### Task
Count the lines in the records below that contain the string "bracelet", and give only that number.

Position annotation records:

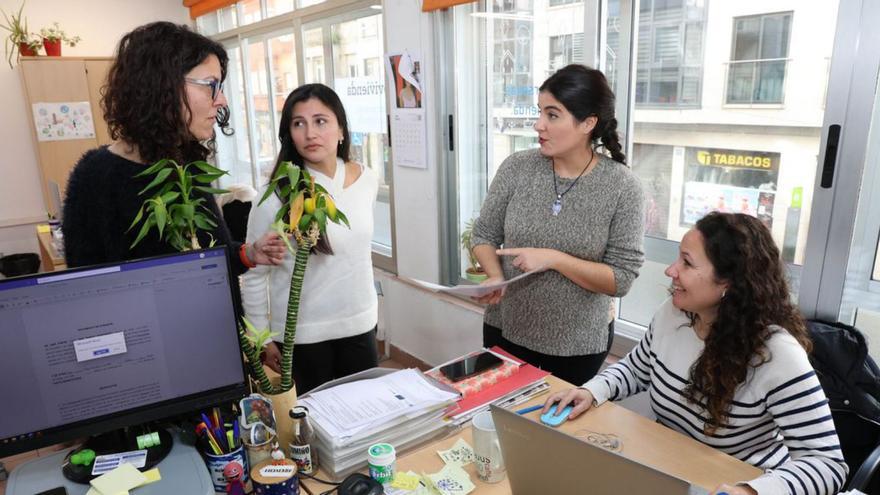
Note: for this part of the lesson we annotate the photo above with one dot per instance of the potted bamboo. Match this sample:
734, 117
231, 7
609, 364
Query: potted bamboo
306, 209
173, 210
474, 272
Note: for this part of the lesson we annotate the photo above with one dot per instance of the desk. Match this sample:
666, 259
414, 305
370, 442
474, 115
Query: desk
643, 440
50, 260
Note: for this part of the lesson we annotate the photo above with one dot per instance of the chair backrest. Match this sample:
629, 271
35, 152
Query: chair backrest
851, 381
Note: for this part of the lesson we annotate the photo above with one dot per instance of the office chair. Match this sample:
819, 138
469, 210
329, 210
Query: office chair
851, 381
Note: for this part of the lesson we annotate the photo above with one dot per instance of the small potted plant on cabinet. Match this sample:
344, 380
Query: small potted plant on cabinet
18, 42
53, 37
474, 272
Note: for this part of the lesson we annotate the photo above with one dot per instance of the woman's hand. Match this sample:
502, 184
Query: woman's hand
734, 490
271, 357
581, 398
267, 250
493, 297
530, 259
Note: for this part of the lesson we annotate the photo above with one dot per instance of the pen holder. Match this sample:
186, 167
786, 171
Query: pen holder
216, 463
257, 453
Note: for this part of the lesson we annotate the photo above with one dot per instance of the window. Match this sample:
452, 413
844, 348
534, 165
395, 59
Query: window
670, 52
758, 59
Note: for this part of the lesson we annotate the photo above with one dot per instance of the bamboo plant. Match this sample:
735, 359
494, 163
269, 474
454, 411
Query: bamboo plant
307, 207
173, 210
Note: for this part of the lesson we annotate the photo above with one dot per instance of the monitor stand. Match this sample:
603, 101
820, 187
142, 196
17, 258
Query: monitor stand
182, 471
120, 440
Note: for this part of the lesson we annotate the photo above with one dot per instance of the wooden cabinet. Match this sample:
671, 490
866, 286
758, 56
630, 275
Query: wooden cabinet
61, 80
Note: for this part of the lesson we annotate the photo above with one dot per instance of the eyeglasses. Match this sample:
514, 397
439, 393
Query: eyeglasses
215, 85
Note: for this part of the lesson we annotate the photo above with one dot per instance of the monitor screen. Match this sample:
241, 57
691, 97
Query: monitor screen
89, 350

...

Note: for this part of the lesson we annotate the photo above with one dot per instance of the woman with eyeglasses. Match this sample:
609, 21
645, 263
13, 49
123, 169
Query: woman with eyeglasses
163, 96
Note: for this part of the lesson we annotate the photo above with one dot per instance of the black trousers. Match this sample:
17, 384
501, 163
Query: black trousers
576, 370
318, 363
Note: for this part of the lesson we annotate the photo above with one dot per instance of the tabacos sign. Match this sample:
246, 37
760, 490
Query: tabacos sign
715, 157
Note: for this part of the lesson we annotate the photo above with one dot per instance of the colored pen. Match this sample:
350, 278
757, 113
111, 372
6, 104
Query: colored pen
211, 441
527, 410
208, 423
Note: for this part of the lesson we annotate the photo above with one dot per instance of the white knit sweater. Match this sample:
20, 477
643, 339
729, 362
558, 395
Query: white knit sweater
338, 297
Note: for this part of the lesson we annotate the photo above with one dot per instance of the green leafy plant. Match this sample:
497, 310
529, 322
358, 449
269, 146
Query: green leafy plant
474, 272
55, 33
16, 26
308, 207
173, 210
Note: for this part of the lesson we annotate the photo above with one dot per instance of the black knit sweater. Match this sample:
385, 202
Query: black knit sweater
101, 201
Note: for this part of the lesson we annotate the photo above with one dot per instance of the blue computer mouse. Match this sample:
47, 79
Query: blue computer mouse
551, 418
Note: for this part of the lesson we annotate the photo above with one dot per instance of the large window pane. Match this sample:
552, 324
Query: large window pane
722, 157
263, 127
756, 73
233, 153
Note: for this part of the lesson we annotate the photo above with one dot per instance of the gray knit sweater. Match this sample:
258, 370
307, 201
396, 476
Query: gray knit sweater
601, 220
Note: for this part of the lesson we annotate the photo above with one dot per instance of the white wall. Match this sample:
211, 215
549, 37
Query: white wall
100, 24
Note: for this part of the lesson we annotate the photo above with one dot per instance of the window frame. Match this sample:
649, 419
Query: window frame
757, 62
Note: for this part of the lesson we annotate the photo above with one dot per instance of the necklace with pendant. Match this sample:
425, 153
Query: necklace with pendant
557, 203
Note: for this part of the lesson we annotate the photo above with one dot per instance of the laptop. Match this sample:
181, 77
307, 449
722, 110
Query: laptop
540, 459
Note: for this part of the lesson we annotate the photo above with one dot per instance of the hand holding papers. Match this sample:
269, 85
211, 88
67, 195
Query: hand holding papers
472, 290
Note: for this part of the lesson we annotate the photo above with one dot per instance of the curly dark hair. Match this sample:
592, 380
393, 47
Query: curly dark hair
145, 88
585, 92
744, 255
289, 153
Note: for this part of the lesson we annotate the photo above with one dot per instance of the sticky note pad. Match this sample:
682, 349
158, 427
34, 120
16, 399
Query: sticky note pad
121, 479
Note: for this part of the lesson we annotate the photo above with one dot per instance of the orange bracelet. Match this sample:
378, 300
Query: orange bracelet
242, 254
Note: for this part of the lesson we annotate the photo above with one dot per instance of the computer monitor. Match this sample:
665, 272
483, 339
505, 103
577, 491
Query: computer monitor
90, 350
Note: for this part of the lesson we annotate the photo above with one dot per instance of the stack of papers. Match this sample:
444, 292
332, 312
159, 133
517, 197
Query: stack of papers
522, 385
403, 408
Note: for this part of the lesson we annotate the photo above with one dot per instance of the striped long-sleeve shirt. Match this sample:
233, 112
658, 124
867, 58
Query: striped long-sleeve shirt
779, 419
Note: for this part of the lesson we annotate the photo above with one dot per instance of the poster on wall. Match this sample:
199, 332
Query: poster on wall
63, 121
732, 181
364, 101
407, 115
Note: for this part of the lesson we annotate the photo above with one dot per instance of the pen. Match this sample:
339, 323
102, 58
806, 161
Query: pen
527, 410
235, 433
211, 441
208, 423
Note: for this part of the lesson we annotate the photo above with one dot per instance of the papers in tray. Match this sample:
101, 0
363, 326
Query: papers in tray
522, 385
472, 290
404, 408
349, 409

### Correct result
2